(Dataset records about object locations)
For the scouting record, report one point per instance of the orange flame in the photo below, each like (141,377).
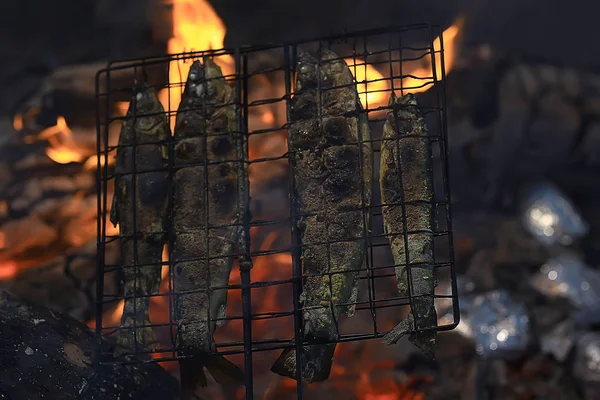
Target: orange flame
(63,149)
(370,80)
(196,27)
(450,35)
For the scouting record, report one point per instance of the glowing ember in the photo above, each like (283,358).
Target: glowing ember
(8,269)
(371,85)
(63,149)
(18,122)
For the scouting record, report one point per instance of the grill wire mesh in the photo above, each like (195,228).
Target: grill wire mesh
(264,310)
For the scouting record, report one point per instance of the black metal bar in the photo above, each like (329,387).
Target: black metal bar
(290,63)
(244,200)
(100,240)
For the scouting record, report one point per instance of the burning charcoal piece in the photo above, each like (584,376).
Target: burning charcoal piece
(405,175)
(205,128)
(568,277)
(586,364)
(559,341)
(331,190)
(497,324)
(140,209)
(550,217)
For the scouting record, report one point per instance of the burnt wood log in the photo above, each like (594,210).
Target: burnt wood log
(44,355)
(511,121)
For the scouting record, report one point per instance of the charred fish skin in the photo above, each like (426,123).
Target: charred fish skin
(204,195)
(406,171)
(140,207)
(326,134)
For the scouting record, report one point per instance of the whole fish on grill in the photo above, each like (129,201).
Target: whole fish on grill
(140,206)
(204,195)
(405,174)
(332,169)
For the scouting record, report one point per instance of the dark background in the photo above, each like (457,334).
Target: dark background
(39,36)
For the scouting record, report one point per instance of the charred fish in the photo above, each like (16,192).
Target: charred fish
(205,218)
(405,174)
(332,169)
(139,207)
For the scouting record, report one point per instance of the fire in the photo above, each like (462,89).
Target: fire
(371,84)
(196,27)
(451,36)
(63,148)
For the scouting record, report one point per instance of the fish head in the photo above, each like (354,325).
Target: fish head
(217,88)
(195,82)
(146,109)
(403,108)
(306,77)
(333,70)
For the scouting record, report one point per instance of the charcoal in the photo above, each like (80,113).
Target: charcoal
(586,363)
(550,216)
(568,277)
(559,341)
(498,325)
(45,355)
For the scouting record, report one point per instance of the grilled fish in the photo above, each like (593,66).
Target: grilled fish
(405,171)
(205,206)
(140,206)
(332,168)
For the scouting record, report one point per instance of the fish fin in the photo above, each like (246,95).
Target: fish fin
(399,330)
(224,371)
(191,374)
(114,211)
(316,362)
(425,341)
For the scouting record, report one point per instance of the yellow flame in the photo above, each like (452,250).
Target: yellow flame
(450,35)
(368,78)
(196,27)
(60,138)
(368,83)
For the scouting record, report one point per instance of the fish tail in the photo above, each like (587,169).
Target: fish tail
(222,370)
(316,362)
(424,340)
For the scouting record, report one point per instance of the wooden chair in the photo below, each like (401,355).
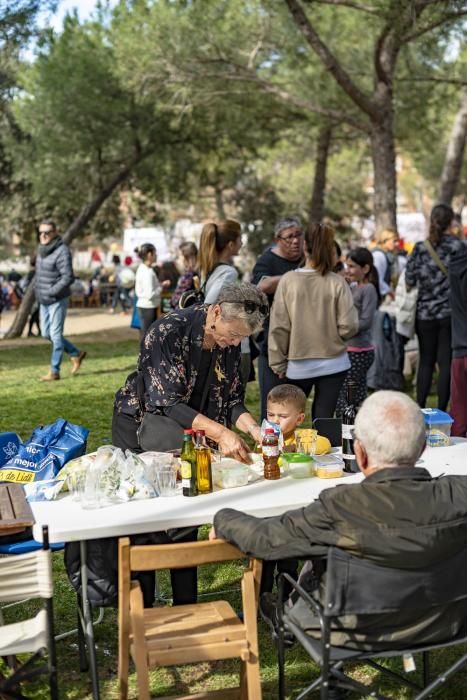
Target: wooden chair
(185,633)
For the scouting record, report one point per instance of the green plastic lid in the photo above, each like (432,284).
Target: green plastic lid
(296,457)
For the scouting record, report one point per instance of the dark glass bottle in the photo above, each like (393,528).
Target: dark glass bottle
(188,465)
(270,449)
(203,463)
(348,421)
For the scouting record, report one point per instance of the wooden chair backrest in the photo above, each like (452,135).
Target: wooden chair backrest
(179,556)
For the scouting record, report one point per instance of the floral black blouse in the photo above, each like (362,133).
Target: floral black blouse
(433,285)
(168,364)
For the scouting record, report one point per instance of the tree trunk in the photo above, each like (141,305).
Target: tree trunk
(22,315)
(83,218)
(319,181)
(384,173)
(454,154)
(220,202)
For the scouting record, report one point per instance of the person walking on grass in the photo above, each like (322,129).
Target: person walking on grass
(54,275)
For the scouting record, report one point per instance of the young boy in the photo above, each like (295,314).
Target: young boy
(285,406)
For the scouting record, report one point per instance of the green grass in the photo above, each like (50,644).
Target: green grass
(87,399)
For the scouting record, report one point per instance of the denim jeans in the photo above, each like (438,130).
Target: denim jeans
(52,318)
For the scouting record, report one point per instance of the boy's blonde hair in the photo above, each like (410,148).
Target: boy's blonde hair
(288,393)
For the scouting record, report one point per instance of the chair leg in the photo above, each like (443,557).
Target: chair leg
(426,669)
(142,673)
(250,682)
(123,666)
(83,658)
(281,665)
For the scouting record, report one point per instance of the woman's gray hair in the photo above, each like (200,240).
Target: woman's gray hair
(288,222)
(232,300)
(391,428)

What you have to do — Write out all the entries exactly, except for the pictures.

Answer to the task —
For the scouting record, report one point per instance of the orange flame in the photo below, each like (141,377).
Target: orange flame
(63,149)
(370,80)
(196,27)
(450,35)
For the scouting record, report one point per instance of the glowing ember in the photo above, each like (283,358).
Target: glowing ember
(8,269)
(371,85)
(63,149)
(18,122)
For the scouting record, report one point per instance of the grill wire mesh in the photo above, each like (195,228).
Target: grill wire mesh
(264,310)
For the scouting record, report one point per instance of the black metal bar in the photo above, each like (329,387).
Target: black metal bar
(290,63)
(244,200)
(100,240)
For the scouting record, report one point per instance of the burning charcoal piece in the photo above, each like (584,376).
Target: burning charcoal piece
(405,175)
(205,128)
(568,277)
(586,364)
(559,341)
(331,190)
(497,324)
(140,209)
(550,217)
For the scouting record, report one point per instance of the burnt wood log in the photo above, each like (594,210).
Target: burnt wood log
(44,355)
(511,121)
For the scouting record, report one point per instance of the charred fish skin in the photo above, each like (426,123).
Target: charred fish skin
(204,195)
(406,171)
(140,207)
(326,134)
For the scouting record, report one point per instance of the whole fish on grill in the photo above, each like (129,201).
Target: whole fish on grill
(140,206)
(204,195)
(405,174)
(332,169)
For the scouting record, report one point per instance of the dark background in the photo above, each like (457,334).
Target: dark background
(39,36)
For the scouting record, report one point per instance of the charred fish in the photo above, each like (16,192).
Target: charred fish
(205,218)
(405,174)
(332,169)
(139,207)
For the scouting record, report one point per instance of the fire in the photo above, each like (462,89).
Target: fire
(371,84)
(196,27)
(451,36)
(63,148)
For the scouting record, report one point per instance of the fish head in the photo above, each like (354,325).
Target: fish head
(217,88)
(195,82)
(146,109)
(403,108)
(306,77)
(333,70)
For the scouting record, report one point per instance of the charcoal in the photo above, each like (80,113).
Target: charcoal
(586,363)
(550,216)
(568,277)
(559,341)
(498,325)
(45,355)
For the scouting record, report one point per instance of the grilled fish in the photo above, each like (593,66).
Target: grilled fish
(405,171)
(205,206)
(140,206)
(332,168)
For the scouting record, report one point per instance of the fish fin in the photo above, each like (246,95).
Target: fish fin
(399,330)
(224,371)
(191,374)
(114,211)
(316,362)
(425,341)
For the scouting record, report one point per instance of the yellow flame in the photo above, each like (452,250).
Target: yellow flame
(450,35)
(368,78)
(196,27)
(60,138)
(368,83)
For the scouting record, report one point per instance of the fish tail in the photo above, each like (587,169).
Target: fish tail
(222,370)
(316,362)
(424,340)
For the scouting record, report one point per instance of the wooden chair in the photo below, each like (401,355).
Target: wooden chair
(185,633)
For the scouting record, report one point per instance of the green plastic lid in the photo above, each like (432,284).
Target: green plastic lid
(296,457)
For the scouting record, report one point per instance of the dark glass bottle in the photo above, each like (393,528).
Target: dark glass bottle
(188,465)
(270,449)
(203,463)
(348,421)
For the scouting record, report one point per instance of the wooden chair backrest in the photo above, each like (452,135).
Target: wooden chair backrest
(179,556)
For the scouting record, report one point per instance of the floral black blouse in the photo above, each like (362,133).
Target: floral black blouse
(433,285)
(168,364)
For the scouting record, report one point per instance of the tree trunk in the photo above, each like (141,305).
Target: tree trunk
(22,315)
(83,218)
(319,181)
(384,173)
(454,154)
(220,202)
For the scouting record, report one point per instance of the person walking on grass in the photo above, each like (322,129).
Target: person walking on grass
(54,275)
For the scouting record, report one point per instance of the young boy in the photo above, each like (295,314).
Target: young boy
(285,406)
For the scouting record, report one point per instance of the green grass in the photo above, each like (50,644).
Target: green grass
(87,399)
For the scouting record, report one point per instance of the denim jeans in the photo above, each like (438,130).
Target: denim jeans
(52,318)
For the scouting record, report one point per instance of the boy's blonde hair in the photo above, each like (410,148).
Target: boy's blonde hair
(288,393)
For the scouting record, report one point per instance of the chair leg in the photo above, each like (443,557).
Target: chair leg
(426,669)
(142,673)
(250,682)
(123,666)
(83,658)
(281,665)
For the scouting record, report one point per instance of the woman's gray hair in the photo above, each like (200,240).
Target: woman's gray hair
(288,222)
(232,300)
(391,428)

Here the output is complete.